[Given passage]

• • • • • • •

Promotional Video Ancient Prehistoric Canals (Dykes) – The Vallum (The Antonine Wall)

Extract From Book……………………… Ancient Prehistoric Canals (Dykes) – The Vallum (Antonine Wall)

Traditional archaeologists and archaeological establishments like English Heritage suggest that:

The Vallum is a massive earthwork constructed shortly after Hadrian’s Wall itself and lying just south of it. Many visitors confuse the Vallum with Hadrian’s Wall itself because it’s such an obvious and impressive feature in the landscape. 

In fact, the Vallum is made up of several different elements – a ditch around 6 metres wide and 3 metres deep; two mounds either side of the ditch about 6 metres wide and 2 metres high and set back from the ditch by around 9 metres; and often a third mound on the southern edge of the ditch. The whole complex is around 36 metres across. Usually, the Vallum runs close behind the Wall but in the rocky and hilly central section the Vallum lies up to 700 metres from the Wall.

The vallum
The Vallum

Crossing points seem to have been located south of each of the forts along Hadrian’s Wall and near several of the milecastles. Evidence from the excavated Vallum crossing at Benwell in Newcastle shows these crossing points had impressive monumental gateways.

• • • • • • •

[Records provided]
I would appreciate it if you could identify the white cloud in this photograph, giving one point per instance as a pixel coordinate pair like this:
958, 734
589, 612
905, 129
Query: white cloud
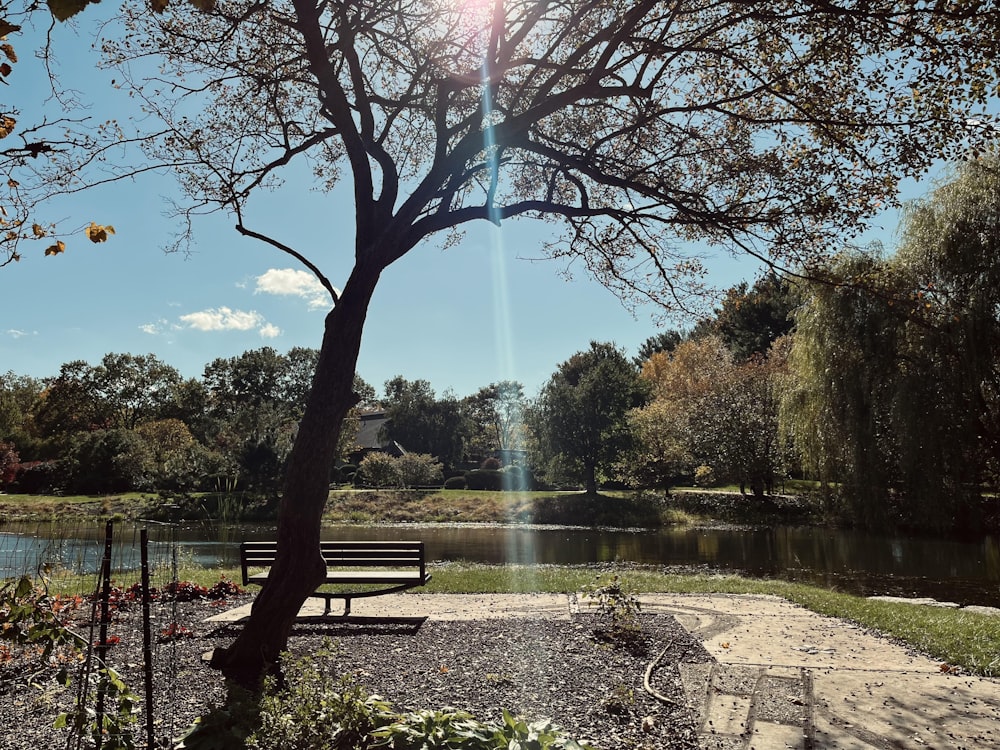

• • • • • • •

[Written exercise A]
According to the Vallum text, why do many visitors confuse the Vallum with Hadrian's Wall?
[Written exercise B]
Rewrite the entry in Block 1, substituting "cumulus cloud" for "white cloud" wherever it occurs and leaving everything else unchanged. Leave out the picture.
The entry has no connection to the text on the Vallum.

[Complete output A]
Many visitors confuse the Vallum with Hadrian's Wall because the Vallum is such an obvious and impressive feature in the landscape.

[Complete output B]
I would appreciate it if you could identify the cumulus cloud in this photograph, giving one point per instance as a pixel coordinate pair like this:
958, 734
589, 612
905, 129
Query: cumulus cloud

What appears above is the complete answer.